WORK TO DO:
1/ List the core services that the iPhone article names as sitting on top of the Unix environment.
2/ In the iPhone article, reproduce the passage starting at "Apple's iPhone is" and ending at "is driving adoption.", substituting "elegant" for "attractive".

PASSAGE:
╭──

Apple iPhone
Raycomm are a UK based, custom software and electronics design and development service
company creating bespoke electronic products, mobile device software applications, backend
web server software and e-commerce database software.
Apple's iPhone is a global success story. Where
as its initial appeal lay in its attractive design, intuitive interface and
well-considered features, it is now its capability as a platform that is driving adoption.
The iPhone’s OS is based on Mac OS X, leveraging Apple’s massive development experience and
utilising the rich, object-oriented frameworks that underpin the desktop OS. For the first
time, a mobile device is offering comparable developmental possibilities to a PC.
At the iPhone’s core is a highly customised BSD Unix environment. Although stripped down
and optimised, it nevertheless has many of the system libraries and facilities like the
standard C libraries, POSIX threads and BSD sockets found in the
typical UNIX implementation. On top of this (and providing an abstraction layer to it) are
the core services. These include:
- Core Foundation, providing a range
of vital services to applications including file handling,
low-level data types, basic networking, memory management (although
it does not support garbage collection for performance reasons),
localisation support and control of the application run loop.
- CFNetwork, which provides a range of networking services and protocols (e.g. sockets,
HTTP, FTP, bonjour, DNS). The iPhone now features both Wi-Fi and 3G connectivity.
- Database and XML support.
- Security framework, which provides certificate and key
management , as well as encryption services
Next is the media layer. Until quite recently, the presentation and manipulation of
content was limited with mobile devices, but this is not the case with the iPhone. It offers
a wide range of services for dealing with media:
- Core Graphics (aka Quartz 2D) is the main 2D drawing and vector
engine. As the name implies, it is used whenever 2D rendering is required.

╰──

MATERIAL:
╭──

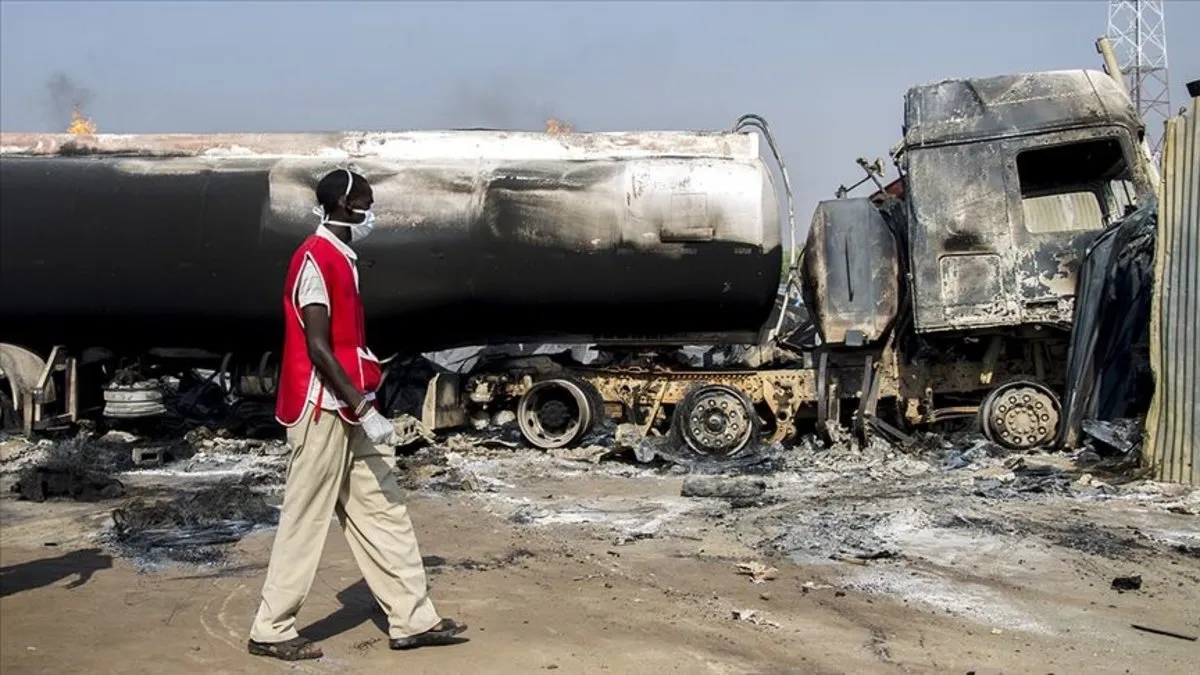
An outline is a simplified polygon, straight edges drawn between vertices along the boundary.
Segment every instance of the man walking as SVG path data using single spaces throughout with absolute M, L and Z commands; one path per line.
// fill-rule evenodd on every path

╰──

SOLUTIONS BELOW:
1/
- Core Foundation
- CFNetwork
- Database and XML support
- Security framework

2/
Apple's iPhone is a global success story. Where
as its initial appeal lay in its elegant design, intuitive interface and
well-considered features, it is now its capability as a platform that is driving adoption.